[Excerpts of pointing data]
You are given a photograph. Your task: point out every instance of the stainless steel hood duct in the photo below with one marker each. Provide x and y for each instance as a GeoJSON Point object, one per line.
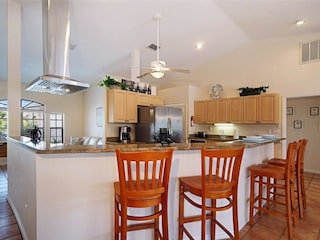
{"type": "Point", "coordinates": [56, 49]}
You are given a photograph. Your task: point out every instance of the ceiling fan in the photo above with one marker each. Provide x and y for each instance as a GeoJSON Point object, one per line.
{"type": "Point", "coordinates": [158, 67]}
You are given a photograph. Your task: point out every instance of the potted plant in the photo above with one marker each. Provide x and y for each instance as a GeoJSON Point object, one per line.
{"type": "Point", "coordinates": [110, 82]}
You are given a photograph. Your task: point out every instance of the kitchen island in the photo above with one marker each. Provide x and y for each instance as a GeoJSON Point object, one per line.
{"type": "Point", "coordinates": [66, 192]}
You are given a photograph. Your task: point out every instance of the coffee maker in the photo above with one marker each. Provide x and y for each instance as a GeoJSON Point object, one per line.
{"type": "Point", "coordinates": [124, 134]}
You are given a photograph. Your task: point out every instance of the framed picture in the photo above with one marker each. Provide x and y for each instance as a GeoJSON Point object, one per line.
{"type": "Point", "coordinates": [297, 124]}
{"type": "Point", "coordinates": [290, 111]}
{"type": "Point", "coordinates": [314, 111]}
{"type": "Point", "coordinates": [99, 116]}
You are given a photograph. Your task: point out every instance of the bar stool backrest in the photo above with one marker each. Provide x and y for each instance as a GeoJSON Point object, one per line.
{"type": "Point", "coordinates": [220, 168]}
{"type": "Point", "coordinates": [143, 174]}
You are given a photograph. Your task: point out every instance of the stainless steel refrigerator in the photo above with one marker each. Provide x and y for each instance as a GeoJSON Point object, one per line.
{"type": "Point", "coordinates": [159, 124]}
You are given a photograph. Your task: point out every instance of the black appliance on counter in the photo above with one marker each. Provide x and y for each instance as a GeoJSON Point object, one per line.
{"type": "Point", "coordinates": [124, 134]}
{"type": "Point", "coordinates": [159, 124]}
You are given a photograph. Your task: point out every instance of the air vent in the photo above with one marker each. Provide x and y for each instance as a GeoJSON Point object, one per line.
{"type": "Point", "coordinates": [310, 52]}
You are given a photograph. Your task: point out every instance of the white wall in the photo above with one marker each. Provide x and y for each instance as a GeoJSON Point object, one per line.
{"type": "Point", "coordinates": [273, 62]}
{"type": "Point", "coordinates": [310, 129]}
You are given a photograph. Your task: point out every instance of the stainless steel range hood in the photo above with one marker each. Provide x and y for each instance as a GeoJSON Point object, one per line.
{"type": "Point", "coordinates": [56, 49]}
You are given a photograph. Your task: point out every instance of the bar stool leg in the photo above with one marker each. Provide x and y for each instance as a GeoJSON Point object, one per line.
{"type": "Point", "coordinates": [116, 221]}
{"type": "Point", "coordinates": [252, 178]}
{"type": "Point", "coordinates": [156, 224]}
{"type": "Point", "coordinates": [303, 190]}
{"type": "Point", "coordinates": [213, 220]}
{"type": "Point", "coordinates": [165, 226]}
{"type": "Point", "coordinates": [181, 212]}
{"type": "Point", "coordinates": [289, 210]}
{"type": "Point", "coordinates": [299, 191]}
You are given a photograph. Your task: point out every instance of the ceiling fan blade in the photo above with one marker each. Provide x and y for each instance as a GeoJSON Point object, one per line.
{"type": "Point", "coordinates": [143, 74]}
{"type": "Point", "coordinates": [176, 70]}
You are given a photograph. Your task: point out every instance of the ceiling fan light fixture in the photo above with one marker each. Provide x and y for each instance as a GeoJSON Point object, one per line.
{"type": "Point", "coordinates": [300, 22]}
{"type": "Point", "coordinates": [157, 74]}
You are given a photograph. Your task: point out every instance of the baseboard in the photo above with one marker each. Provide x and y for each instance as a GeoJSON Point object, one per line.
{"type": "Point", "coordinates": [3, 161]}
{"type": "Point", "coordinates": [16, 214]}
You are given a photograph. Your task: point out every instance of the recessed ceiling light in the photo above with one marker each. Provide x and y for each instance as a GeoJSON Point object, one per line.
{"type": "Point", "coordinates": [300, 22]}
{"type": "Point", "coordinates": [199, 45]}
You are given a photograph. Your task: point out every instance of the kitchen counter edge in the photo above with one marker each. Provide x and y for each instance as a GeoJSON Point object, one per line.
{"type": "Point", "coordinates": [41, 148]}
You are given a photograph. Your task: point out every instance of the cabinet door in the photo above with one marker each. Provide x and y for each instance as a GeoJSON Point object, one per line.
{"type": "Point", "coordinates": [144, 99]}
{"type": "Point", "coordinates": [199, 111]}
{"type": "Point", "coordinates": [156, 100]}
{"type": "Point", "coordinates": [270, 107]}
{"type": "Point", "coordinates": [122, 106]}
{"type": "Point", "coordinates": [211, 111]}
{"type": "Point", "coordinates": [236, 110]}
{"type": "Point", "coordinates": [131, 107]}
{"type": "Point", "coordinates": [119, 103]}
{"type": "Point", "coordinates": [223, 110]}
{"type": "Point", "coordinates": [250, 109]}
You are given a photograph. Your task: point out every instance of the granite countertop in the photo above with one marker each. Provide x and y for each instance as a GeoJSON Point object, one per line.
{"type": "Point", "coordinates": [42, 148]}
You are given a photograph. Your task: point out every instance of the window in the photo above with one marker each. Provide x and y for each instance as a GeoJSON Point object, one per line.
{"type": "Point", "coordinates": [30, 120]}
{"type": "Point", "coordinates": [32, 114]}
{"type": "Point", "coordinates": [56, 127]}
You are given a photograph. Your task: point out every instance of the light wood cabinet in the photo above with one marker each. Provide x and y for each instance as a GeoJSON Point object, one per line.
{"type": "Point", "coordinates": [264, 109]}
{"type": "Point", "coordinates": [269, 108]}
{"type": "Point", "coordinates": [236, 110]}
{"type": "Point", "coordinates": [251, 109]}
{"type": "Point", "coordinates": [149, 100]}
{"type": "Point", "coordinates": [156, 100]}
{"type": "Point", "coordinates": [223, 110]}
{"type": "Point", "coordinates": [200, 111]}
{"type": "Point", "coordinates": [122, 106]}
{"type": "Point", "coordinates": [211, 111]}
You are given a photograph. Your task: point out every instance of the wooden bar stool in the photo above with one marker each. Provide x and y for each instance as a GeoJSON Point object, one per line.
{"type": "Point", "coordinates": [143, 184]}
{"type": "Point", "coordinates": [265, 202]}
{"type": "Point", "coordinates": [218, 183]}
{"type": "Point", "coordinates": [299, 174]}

---

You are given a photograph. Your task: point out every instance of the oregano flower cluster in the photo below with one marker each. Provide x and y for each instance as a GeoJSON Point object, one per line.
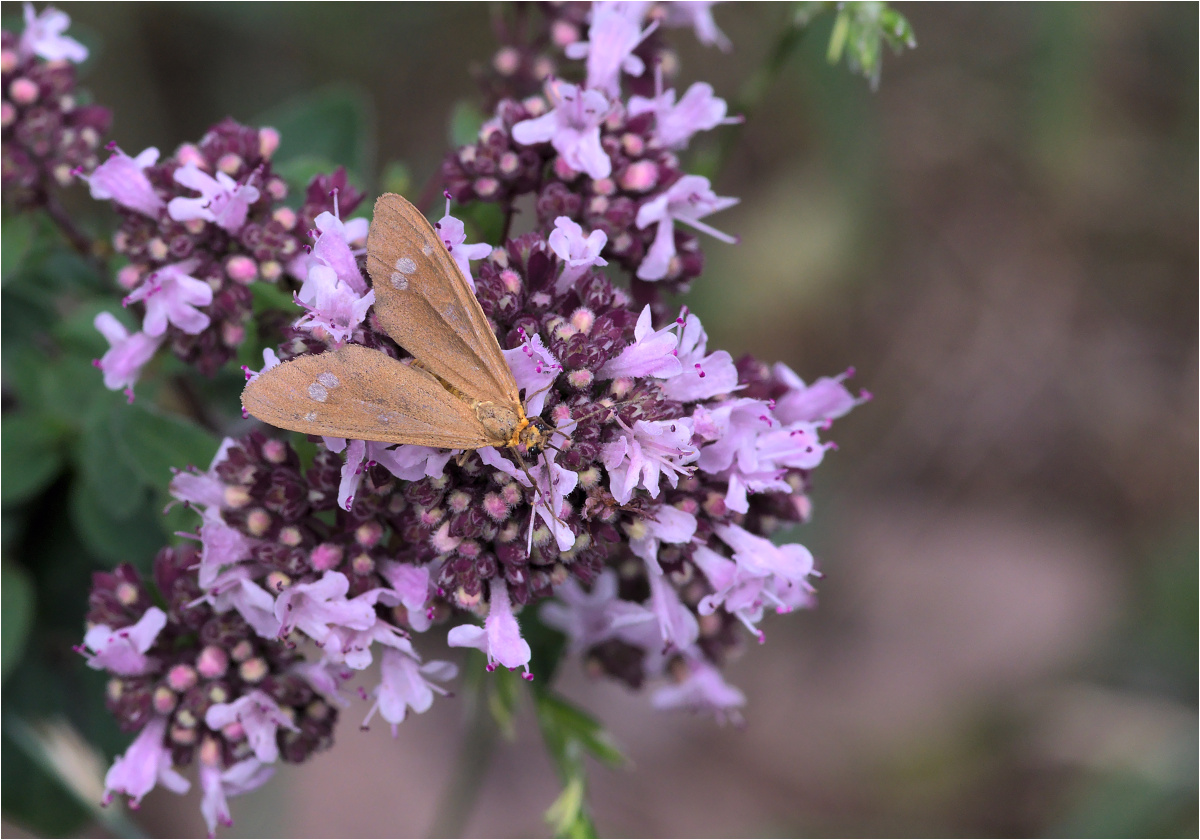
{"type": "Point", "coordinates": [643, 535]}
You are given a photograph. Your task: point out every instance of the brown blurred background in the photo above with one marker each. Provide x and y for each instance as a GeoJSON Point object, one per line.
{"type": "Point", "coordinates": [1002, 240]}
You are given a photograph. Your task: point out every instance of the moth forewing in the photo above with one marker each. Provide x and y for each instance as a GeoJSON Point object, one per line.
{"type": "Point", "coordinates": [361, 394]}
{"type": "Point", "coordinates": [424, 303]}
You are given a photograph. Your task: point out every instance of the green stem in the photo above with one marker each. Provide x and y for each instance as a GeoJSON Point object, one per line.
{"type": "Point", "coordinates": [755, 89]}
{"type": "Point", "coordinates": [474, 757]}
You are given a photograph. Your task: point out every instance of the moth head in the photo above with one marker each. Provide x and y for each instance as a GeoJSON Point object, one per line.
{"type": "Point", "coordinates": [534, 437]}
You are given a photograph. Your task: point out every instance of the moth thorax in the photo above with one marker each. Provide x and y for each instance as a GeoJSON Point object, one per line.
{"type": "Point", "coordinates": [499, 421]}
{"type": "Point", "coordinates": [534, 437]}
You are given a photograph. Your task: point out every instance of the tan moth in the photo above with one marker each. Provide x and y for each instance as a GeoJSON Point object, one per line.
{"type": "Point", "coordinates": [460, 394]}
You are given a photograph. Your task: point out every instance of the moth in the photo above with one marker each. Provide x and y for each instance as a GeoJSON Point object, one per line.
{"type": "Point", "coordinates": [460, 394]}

• **Problem to work on**:
Tally the lines in the records above that contain the string "cabinet", treating uppercase and lowercase as different, and give only the number.

• **Solution to this exercise**:
2